Skip to main content

Just like Exaone-Deep but for FREE.

Created on August 19|Last edited on August 20
Most of out training runs are coming to an end, and with some final counting, it looks like we've used about 30,000 H100 hours for training and another 20,000 H100 hours for data generation. With such enormous amount of compute thrown into this, I better have something nice in the oven.
And luckily, we managed to build our own 8B reasoning model (KO-REAson-8B) , which performs on par with EXAONE-Deep-7.8B.
Here are some of our last calls.

To pack or not to pack.

Sequence packing has always been an attractive illusion, it does save me a lot of compute, but has always returned negative results. For the very last time, we run the identical training each with and without packing to measure the tradeoff.
Result. Despite being more than three times faster, packing consistently reduced accuracy, with the largest drops in General Knowledge and Reasoning on both benchmark suites. Accordingly, we proceed without packing.


Selecting the Base Model

We primarily used Gemma and Kanana during development, but to decide our final base model we train five different base models using the final dataset to confirm the best combination. The five models used are: Gemma-3-4B, Llama-3.1-8B, Koni-Llama-3.1-8B, Kanana-1.5-8B, and A.X-3.1-Light.

┄┄┄┄┄┄

= Required actions =
1. Retype the entries starting from their first line and going on through the line with "rough mask: <svg", leaving out any pictures.
2. Extend the post on training the KO-REAson-8B reasoning model, picking up after its final sentence.
The text above and the entries that come after it were taken from unrelated sources.

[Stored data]

┄┄┄┄┄┄

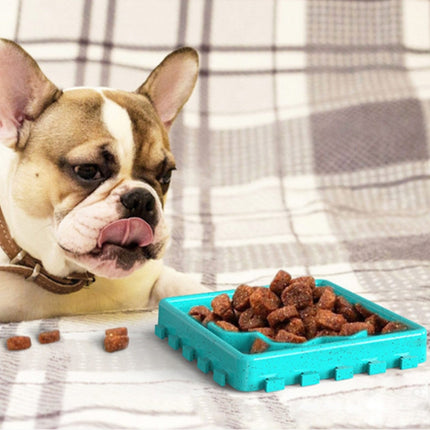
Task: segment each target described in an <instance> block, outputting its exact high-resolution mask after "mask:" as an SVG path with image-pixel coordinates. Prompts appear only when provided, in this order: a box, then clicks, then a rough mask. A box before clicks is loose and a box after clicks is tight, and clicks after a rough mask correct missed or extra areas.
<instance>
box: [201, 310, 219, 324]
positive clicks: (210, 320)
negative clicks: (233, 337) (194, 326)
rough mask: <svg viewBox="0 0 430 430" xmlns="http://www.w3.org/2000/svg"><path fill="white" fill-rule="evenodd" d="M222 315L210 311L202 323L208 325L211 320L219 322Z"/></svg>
mask: <svg viewBox="0 0 430 430" xmlns="http://www.w3.org/2000/svg"><path fill="white" fill-rule="evenodd" d="M220 320H221V317H219V316H218V315H215V314H214V313H213V312H210V313H209V314H208V315H207V316H206V317H205V319H204V320H203V321H202V324H203V325H204V326H207V325H208V324H209V323H210V322H217V321H220Z"/></svg>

┄┄┄┄┄┄

= Answers to this exercise =
1.
Task: segment each target described in an <instance> block, outputting its exact high-resolution mask after "mask:" as an SVG path with image-pixel coordinates. Prompts appear only when provided, in this order: a box, then clicks, then a rough mask. A box before clicks is loose and a box after clicks is tight, and clicks after a rough mask correct missed or extra areas.
<instance>
box: [201, 310, 219, 324]
positive clicks: (210, 320)
negative clicks: (233, 337) (194, 326)
rough mask: <svg viewBox="0 0 430 430" xmlns="http://www.w3.org/2000/svg"><path fill="white" fill-rule="evenodd" d="M222 315L210 311L202 323L208 325L211 320L219 322Z"/></svg>

2.
Evaluation. We scored models on five benchmarks—General (KMMLU-Hard, KMMLU-Pro), Korean-specific (KoBALT-700, CLIcK), and Reasoning (KSM).
Result. All five bases saw large gains after our recipe, but A.X-3.1-Light achieved the strongest overall performance. We therefore release our fine-tuned KO-REAson-8B based on A.X-3.1-Light. KO-REAson-8B scores an average of 44.56 in our held-out evaluation suite, on par with Exaone-Deep-7.8B (44.40), and outperforming open models such as Nemotron-Nano-8B (Nvidia), and R1-Distill-7B/8B (DeepSeek).


Conclusion

Building strong reasoning models has long felt like a black box, with ongoing debate about whether reinforcement learning is required. In this blog series with KISTI and Oracle, we systematically explore datasets, training setups, and ablations to show that a well-curated supervised fine-tuning (SFT) corpus can be powerful enough.
Note 1. The model and full dataset are coming soon, stay tuned.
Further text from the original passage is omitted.